At the time of survey completion, 73% of participants reported being bitten by a mosquito in the last 30 days. Participants were asked to rate their perceptions of the level of mosquito density near their home during the last month on a scale from very low , to moderate , to very high . Approximately 18% reported the two lowest categories combined very low to low density, 33% reported the middle moderate and 26% reported the two highest categories combined high to very high density (Fig. 1). Respondents were also asked to rate the frequency of seeing mosquitos in their home on a 7 point scale from almost never (33%), up to a few times a month (17% & 22%), up to a few times a week (8% & 12%), up to every day (2% & 6%) (Fig. 1). More than two-thirds (67%) of participants reported having screens on windows they open at their home and about three quarters (74%) reported having an open deck or unscreened porch at their home.
Assessing type and frequency of outdoor activities is informative in estimating someone’s risk of encountering a mosquito. We provide a breakdown of the frequency participants indicated doing various outdoor activities during the months, May–August (Table 3). On average, walking, relaxing and cooking outdoors were the most common outdoor summer activities. Relaxing (20%) and walking outdoors (31%) were the most frequently reported activities that participants reported doing outdoors almost everyday.
Mosquito-borne disease knowledge, concern and perceptions of seriousness
Almost all participants, 94% reported hearing of ZIKV before receiving this survey. Participants were asked the level of their current knowledge regarding the five mosquito transmitted diseases. DENV and CHIKV were the two mosquito-borne diseases participants reported being the least familiar with each rating 88% less than knowledgeable (Table 4). MAL and WNV had 50% or more reporting that they were less than knowledgeable with only ZIKV reported at 52% knowledgeable or above. Participant knowledge of mosquito breeding preferences was high regarding some items (standing water (98%), bird baths (76%), old tires (71%)) but decreased significantly for some other common breeding areas (empty containers (51%) and rain gutters (61%).
Concern expressed about potentially contracting one of the diseases had interesting dispersions. Almost half or more of all respondents indicated they were not concerned at all or minimally concerned about any of the diseases (47–66%). About a fifth to a quarter (19–28%) registered that they were concerned about they or a family member would contract any of the diseases. A small but significant percentage of participants (13–21%) reported being extremely concerned about contracting any of the diseases (Table 4). Participants indicated they were most concerned about contracting ZKV (21%) followed closely by WNV (18%). Nearly two-thirds of respondents (65–66%) were less than concerned about CHIKV, DENV and MAL.
Participants were asked how serious they thought an infection from each of the five diseases of interest would be should they or a family member become infected. Participants overwhelmingly reported (79–90%) that they thought all the diseases were serious to extremely serious if infected (Table 4). Nearly four in ten respondents felt that each of the diseases were extremely serious for their health.
Two questions asking about participant’s activities to reduce mosquitoes around their home and prevent a mosquito bites showed participants are very knowledgeable about a variety of effective mosquito reduction and avoidance practices (Table 5). Dumping water from containers (54%) and flowerpots (58%) or treating bird baths (28%), checking boats or other large items (28%) and dumping water from kid’s toys (26%) were the most frequently reported activities occurring ‘a few times a week’ or more. The least frequently reported activities were checking rain gutters (71%) and using a bug lamp or zapper (77%) occasionally or never doing these activities.

• Entries provided:
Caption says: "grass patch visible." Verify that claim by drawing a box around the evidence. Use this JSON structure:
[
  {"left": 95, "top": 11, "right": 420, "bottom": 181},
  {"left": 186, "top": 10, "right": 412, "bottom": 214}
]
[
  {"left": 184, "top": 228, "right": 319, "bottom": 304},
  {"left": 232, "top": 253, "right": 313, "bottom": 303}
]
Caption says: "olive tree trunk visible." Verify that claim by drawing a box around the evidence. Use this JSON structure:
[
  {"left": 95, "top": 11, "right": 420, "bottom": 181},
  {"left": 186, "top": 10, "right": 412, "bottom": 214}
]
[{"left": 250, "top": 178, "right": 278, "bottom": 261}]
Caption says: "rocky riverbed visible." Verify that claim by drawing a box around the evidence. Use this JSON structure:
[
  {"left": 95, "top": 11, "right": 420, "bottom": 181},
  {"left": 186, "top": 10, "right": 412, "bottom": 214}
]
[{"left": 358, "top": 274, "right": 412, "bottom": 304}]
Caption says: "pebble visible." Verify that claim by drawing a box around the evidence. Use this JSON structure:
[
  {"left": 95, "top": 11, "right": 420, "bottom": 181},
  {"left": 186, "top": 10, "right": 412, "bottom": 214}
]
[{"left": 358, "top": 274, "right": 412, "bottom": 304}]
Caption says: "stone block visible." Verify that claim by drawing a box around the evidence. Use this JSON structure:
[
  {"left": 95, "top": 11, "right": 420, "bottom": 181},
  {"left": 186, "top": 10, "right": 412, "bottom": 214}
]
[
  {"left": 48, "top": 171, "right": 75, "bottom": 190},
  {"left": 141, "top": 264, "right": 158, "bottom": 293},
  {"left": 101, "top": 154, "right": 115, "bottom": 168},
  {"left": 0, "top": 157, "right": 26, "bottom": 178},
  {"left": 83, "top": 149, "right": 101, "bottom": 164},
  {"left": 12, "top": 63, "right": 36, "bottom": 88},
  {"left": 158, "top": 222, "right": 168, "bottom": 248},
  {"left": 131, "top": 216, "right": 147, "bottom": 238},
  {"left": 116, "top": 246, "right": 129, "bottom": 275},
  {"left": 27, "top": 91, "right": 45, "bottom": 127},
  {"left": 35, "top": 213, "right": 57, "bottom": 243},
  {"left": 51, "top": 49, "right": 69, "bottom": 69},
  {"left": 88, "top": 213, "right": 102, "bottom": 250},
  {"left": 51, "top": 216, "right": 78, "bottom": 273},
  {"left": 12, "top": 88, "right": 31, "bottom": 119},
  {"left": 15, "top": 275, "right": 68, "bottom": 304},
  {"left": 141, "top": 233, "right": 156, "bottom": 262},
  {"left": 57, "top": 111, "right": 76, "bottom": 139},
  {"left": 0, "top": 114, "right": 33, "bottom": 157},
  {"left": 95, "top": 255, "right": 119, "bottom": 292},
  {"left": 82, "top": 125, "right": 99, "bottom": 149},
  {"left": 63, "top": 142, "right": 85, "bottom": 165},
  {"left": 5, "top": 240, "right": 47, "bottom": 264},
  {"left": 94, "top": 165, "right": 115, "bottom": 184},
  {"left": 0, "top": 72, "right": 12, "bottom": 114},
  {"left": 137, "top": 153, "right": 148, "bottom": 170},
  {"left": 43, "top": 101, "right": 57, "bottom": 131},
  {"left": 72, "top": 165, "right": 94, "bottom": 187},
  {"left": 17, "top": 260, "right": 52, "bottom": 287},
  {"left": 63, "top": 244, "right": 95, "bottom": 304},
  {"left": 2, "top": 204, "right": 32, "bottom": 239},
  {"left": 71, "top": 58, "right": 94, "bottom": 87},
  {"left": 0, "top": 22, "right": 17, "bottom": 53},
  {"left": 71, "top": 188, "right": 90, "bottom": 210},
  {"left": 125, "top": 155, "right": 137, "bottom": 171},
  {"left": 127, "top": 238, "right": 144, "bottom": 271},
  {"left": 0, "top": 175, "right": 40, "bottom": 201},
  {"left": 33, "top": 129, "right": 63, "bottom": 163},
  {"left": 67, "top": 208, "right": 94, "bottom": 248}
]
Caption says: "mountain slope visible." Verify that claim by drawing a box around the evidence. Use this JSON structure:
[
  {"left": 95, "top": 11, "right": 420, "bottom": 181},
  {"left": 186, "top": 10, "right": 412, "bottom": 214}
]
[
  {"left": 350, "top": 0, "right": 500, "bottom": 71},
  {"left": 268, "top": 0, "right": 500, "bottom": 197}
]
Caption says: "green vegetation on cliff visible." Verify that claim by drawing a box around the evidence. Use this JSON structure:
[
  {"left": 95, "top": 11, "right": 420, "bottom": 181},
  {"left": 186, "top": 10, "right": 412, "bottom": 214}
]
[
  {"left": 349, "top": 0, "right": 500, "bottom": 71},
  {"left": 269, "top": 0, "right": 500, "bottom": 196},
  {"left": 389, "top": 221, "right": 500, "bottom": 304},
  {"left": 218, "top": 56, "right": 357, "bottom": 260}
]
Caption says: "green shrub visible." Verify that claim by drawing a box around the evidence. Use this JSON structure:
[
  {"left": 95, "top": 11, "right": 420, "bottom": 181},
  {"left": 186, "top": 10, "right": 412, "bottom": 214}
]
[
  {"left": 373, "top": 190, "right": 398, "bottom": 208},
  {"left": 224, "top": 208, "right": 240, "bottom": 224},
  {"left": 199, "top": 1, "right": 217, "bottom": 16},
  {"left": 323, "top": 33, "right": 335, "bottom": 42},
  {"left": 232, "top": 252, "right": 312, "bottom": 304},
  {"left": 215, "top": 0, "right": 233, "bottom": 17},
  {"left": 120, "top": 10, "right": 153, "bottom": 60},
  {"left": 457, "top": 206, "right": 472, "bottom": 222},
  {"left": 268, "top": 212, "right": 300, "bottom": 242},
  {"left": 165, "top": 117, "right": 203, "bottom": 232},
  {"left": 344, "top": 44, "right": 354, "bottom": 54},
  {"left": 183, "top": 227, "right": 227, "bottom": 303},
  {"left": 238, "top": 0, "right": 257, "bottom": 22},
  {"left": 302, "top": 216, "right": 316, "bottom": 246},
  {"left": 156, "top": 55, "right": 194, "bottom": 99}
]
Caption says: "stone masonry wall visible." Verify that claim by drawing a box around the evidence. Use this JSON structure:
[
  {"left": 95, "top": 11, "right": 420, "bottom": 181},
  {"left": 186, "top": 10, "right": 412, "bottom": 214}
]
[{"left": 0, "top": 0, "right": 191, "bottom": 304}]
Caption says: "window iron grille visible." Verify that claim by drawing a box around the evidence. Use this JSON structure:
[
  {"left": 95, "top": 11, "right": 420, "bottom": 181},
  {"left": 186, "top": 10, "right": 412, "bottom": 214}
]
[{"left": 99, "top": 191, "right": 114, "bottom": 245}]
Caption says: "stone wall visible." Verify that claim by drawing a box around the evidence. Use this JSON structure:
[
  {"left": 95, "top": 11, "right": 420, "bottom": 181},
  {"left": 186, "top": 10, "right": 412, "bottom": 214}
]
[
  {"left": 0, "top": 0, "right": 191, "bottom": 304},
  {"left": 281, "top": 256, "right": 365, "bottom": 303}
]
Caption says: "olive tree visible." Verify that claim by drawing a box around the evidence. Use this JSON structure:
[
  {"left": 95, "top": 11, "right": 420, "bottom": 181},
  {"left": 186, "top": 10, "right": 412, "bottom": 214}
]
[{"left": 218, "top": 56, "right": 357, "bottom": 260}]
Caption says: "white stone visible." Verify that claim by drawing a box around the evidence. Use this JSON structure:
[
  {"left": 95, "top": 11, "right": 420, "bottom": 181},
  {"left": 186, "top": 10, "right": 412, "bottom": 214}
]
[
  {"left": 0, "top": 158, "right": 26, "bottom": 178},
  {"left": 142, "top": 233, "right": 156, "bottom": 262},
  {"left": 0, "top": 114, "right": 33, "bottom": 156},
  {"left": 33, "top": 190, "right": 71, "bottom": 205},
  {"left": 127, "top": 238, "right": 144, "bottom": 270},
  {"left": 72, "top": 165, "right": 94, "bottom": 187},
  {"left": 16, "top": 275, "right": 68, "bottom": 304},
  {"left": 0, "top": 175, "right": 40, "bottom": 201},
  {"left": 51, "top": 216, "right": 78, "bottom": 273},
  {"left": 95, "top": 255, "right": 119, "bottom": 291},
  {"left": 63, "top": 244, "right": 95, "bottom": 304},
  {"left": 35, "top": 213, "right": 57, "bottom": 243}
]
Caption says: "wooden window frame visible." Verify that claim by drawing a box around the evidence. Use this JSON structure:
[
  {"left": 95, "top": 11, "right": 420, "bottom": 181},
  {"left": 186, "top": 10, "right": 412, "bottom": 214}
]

• Description of the task: Pick up the survey findings on mosquitoes and mosquito-borne disease after their last sentence and continue them.

• Result for this exercise:
On average participants reported the most common activities they did to avoid a mosquito bite were ‘Avoiding areas where mosquitoes are present’ (50%) and ‘Minimize time outside in the evening’(48%) at least a few times a week. Highly effective mosquito bite avoidance activities like ‘wearing a long sleeve shirt (77%) or using a repellent with DEET (75%) were reported as being utilized less than a few times a month.
Beliefs and impact
Participants are split about the impact their actions to control mosquitoes have on both their own home and their surrounding neighborhood. A little more than half of the responses (53%) indicated that people perceive their actions to have ‘some impact’ on the mosquito population around both their homes or neighborhoods. There is a small group or participants who perceive their actions to have a very little (14%) and another third (33%) who perceive a very significant impact around their homes and neighborhoods. Additionally, participants believe they (77%) along with their local government (69%) and health department (78%) are responsible for mosquito control efforts.
In this study, we conducted a survey to evaluate citizen knowledge, attitudes, and practices as they relate to mosquitoes and mosquito-borne diseases found in the southeastern United States.
Our results indicate moderate densities of mosquitoes near homes in Mobile, as well as a high frequency of encounters with mosquitoes in residents’ homes (Fig. 1). The prevalence of mosquitoes in residential areas suggests that more emphasis on vector control is necessary to prevent risk of exposure to mosquito-borne pathogens. However, factors such as varying ecologies and increasing prevalence of insecticide resistance among mosquitoes make the task of vector control all the more daunting [9, 22].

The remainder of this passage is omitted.